Start of DATA PROVIDED

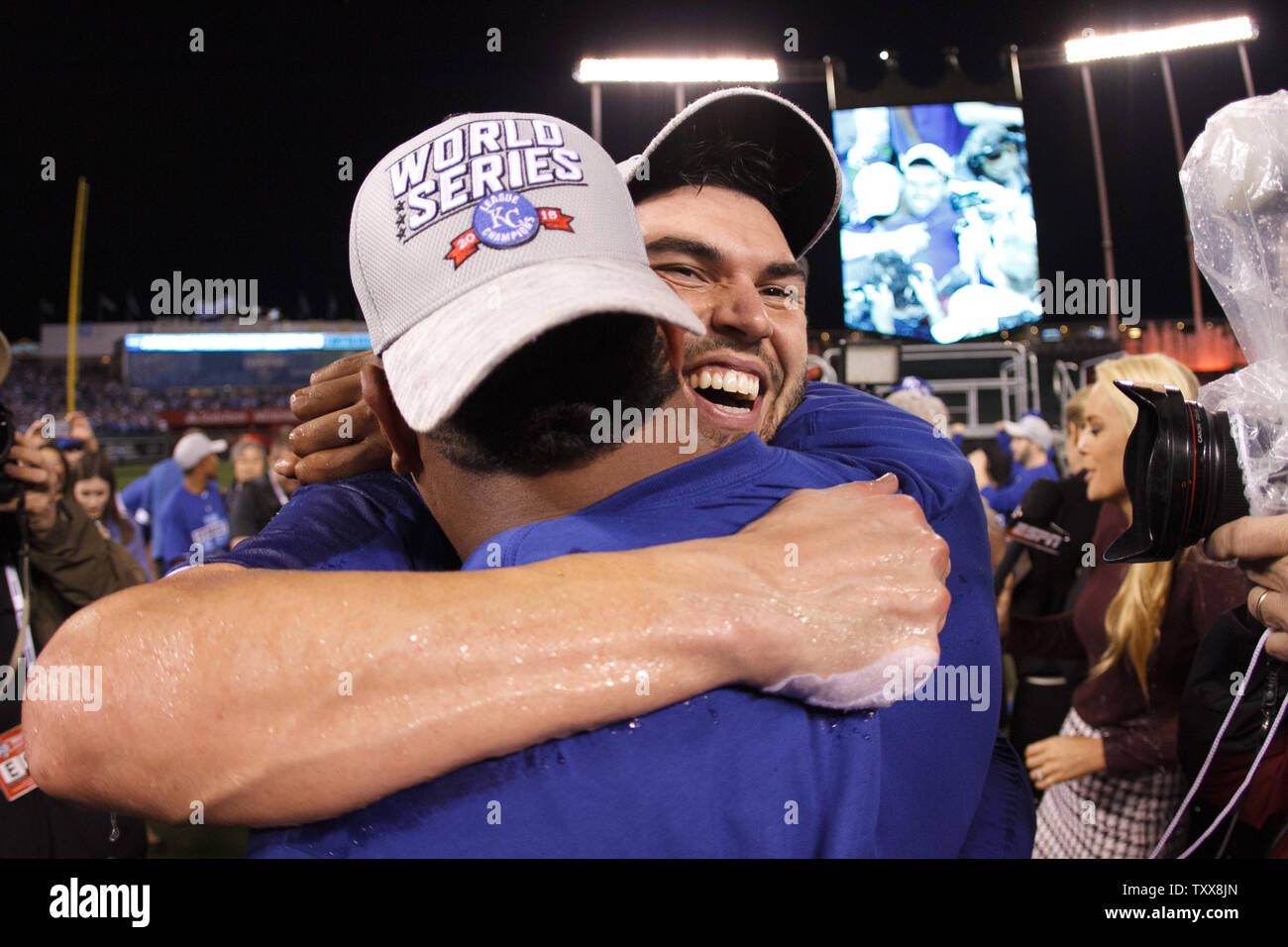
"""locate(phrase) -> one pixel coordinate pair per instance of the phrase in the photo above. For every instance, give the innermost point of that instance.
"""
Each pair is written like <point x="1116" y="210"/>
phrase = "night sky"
<point x="223" y="163"/>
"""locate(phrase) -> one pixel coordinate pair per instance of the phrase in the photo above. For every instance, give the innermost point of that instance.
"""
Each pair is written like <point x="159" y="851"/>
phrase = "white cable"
<point x="1216" y="742"/>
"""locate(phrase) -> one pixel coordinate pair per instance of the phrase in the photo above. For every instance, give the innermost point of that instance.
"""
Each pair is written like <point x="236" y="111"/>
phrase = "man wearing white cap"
<point x="1030" y="446"/>
<point x="194" y="519"/>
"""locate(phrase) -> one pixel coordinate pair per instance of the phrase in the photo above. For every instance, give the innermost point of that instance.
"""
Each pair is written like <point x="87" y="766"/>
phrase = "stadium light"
<point x="1147" y="42"/>
<point x="697" y="71"/>
<point x="1090" y="48"/>
<point x="678" y="72"/>
<point x="245" y="342"/>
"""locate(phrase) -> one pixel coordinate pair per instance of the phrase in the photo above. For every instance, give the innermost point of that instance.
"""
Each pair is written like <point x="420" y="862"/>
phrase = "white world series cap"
<point x="482" y="234"/>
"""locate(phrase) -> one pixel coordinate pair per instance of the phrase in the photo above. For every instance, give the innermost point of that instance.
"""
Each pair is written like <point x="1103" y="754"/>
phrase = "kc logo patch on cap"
<point x="485" y="165"/>
<point x="483" y="232"/>
<point x="502" y="221"/>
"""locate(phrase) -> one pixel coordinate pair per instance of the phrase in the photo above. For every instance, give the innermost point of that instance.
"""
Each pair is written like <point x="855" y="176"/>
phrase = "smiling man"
<point x="734" y="263"/>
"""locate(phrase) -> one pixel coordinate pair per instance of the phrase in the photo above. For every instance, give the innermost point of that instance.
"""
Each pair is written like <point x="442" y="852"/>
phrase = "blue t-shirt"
<point x="146" y="497"/>
<point x="374" y="522"/>
<point x="193" y="519"/>
<point x="733" y="771"/>
<point x="1004" y="500"/>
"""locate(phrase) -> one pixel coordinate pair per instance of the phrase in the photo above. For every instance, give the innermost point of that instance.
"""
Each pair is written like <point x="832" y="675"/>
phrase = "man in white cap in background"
<point x="194" y="519"/>
<point x="1030" y="447"/>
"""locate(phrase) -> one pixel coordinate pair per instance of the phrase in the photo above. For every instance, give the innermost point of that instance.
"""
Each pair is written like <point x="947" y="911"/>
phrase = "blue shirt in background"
<point x="1004" y="500"/>
<point x="145" y="499"/>
<point x="193" y="519"/>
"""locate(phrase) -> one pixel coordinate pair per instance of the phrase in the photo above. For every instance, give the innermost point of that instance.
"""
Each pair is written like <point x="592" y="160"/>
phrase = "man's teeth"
<point x="726" y="380"/>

End of DATA PROVIDED

--- WORK TO COMPLETE ---
Without the pictures, restate each entry exactly.

--- WRITTEN RESPONSE ---
"""locate(phrase) -> one pixel coordinate pair per instance of the phrase in the photo above. For every instance, give the innermost point of that instance.
"""
Each pair is written like <point x="1116" y="210"/>
phrase = "night sky"
<point x="223" y="163"/>
"""locate(phrase) -> one pixel coordinate pair per instance of the phrase in the photo above. For every instance, give the innermost point of that instance.
"""
Each pair is written like <point x="159" y="851"/>
phrase = "white cable"
<point x="1216" y="742"/>
"""locate(phrase) -> one pixel coordinate pair per instance of the phrase in the photo above. For every instance, give the innermost point of that instance.
"""
Each pair is written like <point x="236" y="111"/>
phrase = "man wearing white cap"
<point x="1030" y="446"/>
<point x="194" y="519"/>
"""locate(phrase) -> one pixel coordinate pair per instance of the phrase in the photo above. For every instance, give the innermost point of that instance.
"""
Each pair is written like <point x="87" y="766"/>
phrase = "stadium light"
<point x="1147" y="42"/>
<point x="697" y="71"/>
<point x="1090" y="48"/>
<point x="678" y="72"/>
<point x="245" y="342"/>
"""locate(phrase) -> one pixel coordinate pair per instance of the phrase in the photo above. For every instance, give the innermost point of that instance.
"""
Each pair is written like <point x="420" y="862"/>
phrase = "white world series cap"
<point x="482" y="234"/>
"""locate(phrase) -> one pixel coordinate pair per instance of the phrase in the photo above. For every instance, give the innermost point of that instance.
"""
Each pair is written like <point x="1103" y="754"/>
phrase = "kc logo patch on cap"
<point x="485" y="165"/>
<point x="483" y="232"/>
<point x="502" y="221"/>
"""locate(phrase) -> one pixel coordinate pair per instance of the phrase in the photo above. For every instance, give the innermost point of that instance.
"""
Each pair is written like <point x="855" y="176"/>
phrase = "smiling man"
<point x="734" y="263"/>
"""locate(phrase) -> one pixel coordinate pair per instance of the phrase in the photo above. For every instance, give the innermost point of that instance.
"""
Each pair is written like <point x="442" y="852"/>
phrase = "blue t-shirt"
<point x="146" y="497"/>
<point x="374" y="522"/>
<point x="193" y="519"/>
<point x="733" y="771"/>
<point x="1004" y="500"/>
"""locate(phrase) -> one pixel coordinate pair per instance of the phrase in the photo above. For every instance, give the innermost point of that instance.
"""
Each pair is written like <point x="832" y="675"/>
phrase = "man in white cap in background"
<point x="194" y="519"/>
<point x="1030" y="447"/>
"""locate(phrase) -> one pixel coordinate pair per instance of the phrase in the photo above. For every instance, give the innermost point of that instance.
"""
Each pair is written like <point x="947" y="911"/>
phrase = "blue shirt in background"
<point x="1004" y="500"/>
<point x="145" y="499"/>
<point x="193" y="519"/>
"""locate(phrase) -> one pixel coordinate pair per instance of the phrase in the photo above. For every instance, give the innermost point of that instance.
"""
Each pair is written like <point x="592" y="160"/>
phrase = "man's teeth"
<point x="726" y="380"/>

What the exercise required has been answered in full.